EXERCISE DETAILS:
Each entry must appear again exactly as it does in the source.

---- RECORD SET

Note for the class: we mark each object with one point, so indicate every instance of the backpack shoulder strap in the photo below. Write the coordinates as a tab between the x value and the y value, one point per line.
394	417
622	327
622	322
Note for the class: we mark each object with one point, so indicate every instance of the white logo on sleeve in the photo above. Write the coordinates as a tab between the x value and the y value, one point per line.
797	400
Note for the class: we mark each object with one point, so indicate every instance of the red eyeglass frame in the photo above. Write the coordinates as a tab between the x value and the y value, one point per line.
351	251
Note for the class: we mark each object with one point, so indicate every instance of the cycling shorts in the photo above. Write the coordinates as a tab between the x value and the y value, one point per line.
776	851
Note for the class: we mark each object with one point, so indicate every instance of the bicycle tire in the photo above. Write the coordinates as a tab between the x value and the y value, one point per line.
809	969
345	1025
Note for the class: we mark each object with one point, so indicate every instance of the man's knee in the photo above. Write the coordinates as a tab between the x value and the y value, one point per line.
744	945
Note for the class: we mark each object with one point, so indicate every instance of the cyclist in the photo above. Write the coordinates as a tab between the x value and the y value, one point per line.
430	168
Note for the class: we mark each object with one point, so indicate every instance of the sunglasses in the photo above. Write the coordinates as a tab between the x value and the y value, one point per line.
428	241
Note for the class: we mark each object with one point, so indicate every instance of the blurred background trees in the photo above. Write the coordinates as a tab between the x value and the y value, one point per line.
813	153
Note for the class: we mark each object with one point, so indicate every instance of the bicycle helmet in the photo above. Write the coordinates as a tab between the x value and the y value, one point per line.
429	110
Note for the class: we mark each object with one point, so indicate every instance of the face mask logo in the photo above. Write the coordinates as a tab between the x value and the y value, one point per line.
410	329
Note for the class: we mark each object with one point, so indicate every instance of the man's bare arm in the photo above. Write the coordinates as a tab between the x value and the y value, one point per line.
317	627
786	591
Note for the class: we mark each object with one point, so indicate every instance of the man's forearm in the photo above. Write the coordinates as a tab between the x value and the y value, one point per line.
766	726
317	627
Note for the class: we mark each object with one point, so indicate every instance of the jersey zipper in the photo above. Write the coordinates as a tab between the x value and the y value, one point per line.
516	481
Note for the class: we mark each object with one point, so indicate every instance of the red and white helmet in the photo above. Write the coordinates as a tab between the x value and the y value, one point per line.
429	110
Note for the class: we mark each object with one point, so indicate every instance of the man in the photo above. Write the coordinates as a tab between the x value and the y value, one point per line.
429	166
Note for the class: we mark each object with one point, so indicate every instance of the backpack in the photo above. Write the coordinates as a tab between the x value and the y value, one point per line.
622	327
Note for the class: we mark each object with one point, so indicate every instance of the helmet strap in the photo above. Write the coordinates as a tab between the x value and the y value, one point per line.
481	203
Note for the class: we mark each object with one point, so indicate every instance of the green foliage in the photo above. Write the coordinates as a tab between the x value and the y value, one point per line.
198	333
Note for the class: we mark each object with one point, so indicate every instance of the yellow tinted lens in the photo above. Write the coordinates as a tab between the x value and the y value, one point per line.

--------

EXERCISE ANSWER:
Note for the class: we mark each object with one point, so indicate every instance of the backpack shoulder strap in the photo below. Write the coordinates as a tab between the x value and the y value, one point per line.
394	417
622	327
622	322
Note for the class: we mark each object with one point, so indicate every instance of the white logo on sleeve in the photo above. Write the coordinates as a tab between the x value and the y value, one point per line.
797	400
Note for the class: we mark each object with one point, so indicate every instance of the red eyeglass frame in the photo above. Write the coordinates as a tab between the x value and the y value, one point per line.
351	251
Note for the class: we mark each object with one point, so indicate every instance of the cycling shorts in the photo above. Write the coordinates as a tab between the x value and the y value, one point per line.
776	851
Note for the class: we mark each object with one point, so indicate every instance of the bicycle tire in the photo above. Write the coordinates as a tab between the x value and the y value, one point per line.
809	969
345	1025
Note for the class: we mark each object with one point, so indicate every instance of the man's knee in the photo above. Write the coordinates as a tab between the x value and the y value, one point per line.
744	945
Note for the class: we mark each object with one point, so indicate every instance of the cyclist in the photo above. Write the coordinates as a tab between the x value and the y value, one point per line.
430	168
Note for the class: we mark each object with one point, so indicate every instance of the sunglasses in the photo above. Write the coordinates as a tab between the x value and the y value, one point per line.
428	241
Note for the class: we mark each object with one point, so indicate every instance of the blurred background trees in the photo above. Write the coordinates as a tab between the x value and the y value, one point per line.
813	153
Note for the class: we mark each object with one point, so indicate every instance of the bicycle helmet in the photo above. Write the coordinates as a tab between the x value and the y value, one point per line.
429	110
Note for the class: we mark each object with one point, so indicate every instance of the face mask logo in the photo above. Write the coordinates as a tab between the x value and the y value, one point per line.
410	329
Note for the class: we mark each object with one point, so indicate every instance of the man's bare arm in the photo above. Write the coordinates as a tab between the x value and the y value, one point per line.
317	627
786	591
Note for the class: we mark each object with one point, so indicate every instance of the man's forearm in the photo above. Write the coordinates as a tab between the x value and the y value, one point per line.
766	726
317	627
Note for the class: we mark each object with one point, so indicate every instance of the jersey zipper in the photo above. Write the coordinates as a tab between the x value and the y value, one point per line.
516	481
Note for the class: we mark each object with one point, so indicate every instance of the red and white helmet in the photo above. Write the coordinates as a tab between the x value and the y value, one point per line.
429	110
Note for the class: we mark each object with one point, so indicate every instance of the man in the photo above. Write the coordinates as a tab between the x value and the y value, one point per line.
429	166
Note for the class: we mark each object with one point, so indicate every instance of the backpack in the photo above. Write the coordinates as a tab between the x value and the y value, one point per line.
622	327
Note for the class: we mark each object with one point, so indicate every instance of the helmet strap in the photo above. Write the coordinates as a tab between the x value and the y value, one point per line.
481	203
Note for the class: we mark each object with one point, so indicate every instance of the green foliage in the photo above. Write the coordinates as a tab between the x value and the y value, one point per line.
198	333
Note for the class: we mark each object with one point, so indicate every instance of the yellow tinted lens in the photo above. Write the coordinates as a tab between the x value and the y value, one point per line.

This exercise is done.